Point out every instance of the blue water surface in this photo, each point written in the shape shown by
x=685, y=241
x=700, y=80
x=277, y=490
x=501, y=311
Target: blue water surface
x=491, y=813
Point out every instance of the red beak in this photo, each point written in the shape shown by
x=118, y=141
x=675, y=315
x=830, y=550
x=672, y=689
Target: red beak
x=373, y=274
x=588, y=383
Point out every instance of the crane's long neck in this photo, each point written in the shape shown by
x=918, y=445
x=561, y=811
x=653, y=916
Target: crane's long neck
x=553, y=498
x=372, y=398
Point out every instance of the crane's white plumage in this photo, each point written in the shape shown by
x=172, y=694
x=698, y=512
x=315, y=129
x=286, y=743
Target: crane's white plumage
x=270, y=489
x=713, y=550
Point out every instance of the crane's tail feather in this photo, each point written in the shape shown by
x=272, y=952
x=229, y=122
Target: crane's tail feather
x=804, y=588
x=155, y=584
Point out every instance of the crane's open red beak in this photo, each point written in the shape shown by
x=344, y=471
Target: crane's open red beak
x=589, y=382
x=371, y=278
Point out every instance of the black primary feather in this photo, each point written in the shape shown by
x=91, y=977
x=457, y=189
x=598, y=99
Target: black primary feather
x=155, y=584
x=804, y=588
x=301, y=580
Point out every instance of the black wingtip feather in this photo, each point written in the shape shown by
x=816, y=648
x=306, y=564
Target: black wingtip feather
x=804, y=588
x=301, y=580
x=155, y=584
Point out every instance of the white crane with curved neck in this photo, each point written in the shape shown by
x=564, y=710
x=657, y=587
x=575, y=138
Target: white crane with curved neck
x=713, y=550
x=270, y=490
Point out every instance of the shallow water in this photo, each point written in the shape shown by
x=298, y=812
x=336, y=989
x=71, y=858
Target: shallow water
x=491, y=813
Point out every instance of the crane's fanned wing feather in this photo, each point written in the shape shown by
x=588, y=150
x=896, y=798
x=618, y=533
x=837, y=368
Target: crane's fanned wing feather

> [EXERCISE DESCRIPTION]: Copy every line of the records above, word for word and unchanged.

> [FINISHED TASK]:
Point out every instance of the blue water surface in this photo, each point written in the shape shown by
x=685, y=241
x=700, y=80
x=277, y=490
x=501, y=311
Target: blue water surface
x=491, y=813
Point out every instance of the red beak in this photo, each point written in the shape shown by
x=118, y=141
x=675, y=315
x=830, y=550
x=672, y=689
Target: red beak
x=373, y=274
x=588, y=383
Point out every instance of the crane's long neck in this photo, each point written in the shape shown by
x=918, y=445
x=561, y=811
x=653, y=916
Target: crane's long neck
x=553, y=498
x=372, y=398
Point out every instance of the crane's white plumage in this photo, each point written in the shape shown by
x=172, y=694
x=698, y=512
x=315, y=129
x=286, y=743
Target: crane's white plumage
x=270, y=489
x=713, y=550
Point out every instance of the crane's tail feather in this photo, each point written in the shape shown by
x=272, y=952
x=229, y=122
Target: crane's tail feather
x=804, y=588
x=155, y=584
Point out every instance of the crane's open red beak in this photo, each point written in the shape shown by
x=344, y=471
Target: crane's open red beak
x=589, y=382
x=371, y=278
Point out every instance of the black primary feather in this photo, each point written in the shape shown by
x=91, y=977
x=457, y=189
x=598, y=99
Target: black primary feather
x=155, y=584
x=804, y=588
x=301, y=580
Point out every instance of the black wingtip feather in this photo, each point written in the shape shown by
x=816, y=648
x=306, y=564
Target: black wingtip feather
x=804, y=588
x=301, y=580
x=155, y=584
Point out every instance of the white crane with curved neck in this photo, each point written in the shape shown by
x=564, y=710
x=657, y=587
x=575, y=138
Target: white crane with curved neck
x=713, y=550
x=270, y=490
Point out every instance of the shallow water in this photo, each point written in the shape shown by
x=298, y=812
x=336, y=989
x=71, y=858
Target: shallow water
x=491, y=813
Point out every instance of the crane's fanned wing feather in this photo, each point written in the shape shown by
x=588, y=150
x=896, y=798
x=618, y=533
x=837, y=368
Target: crane's fanned wing feather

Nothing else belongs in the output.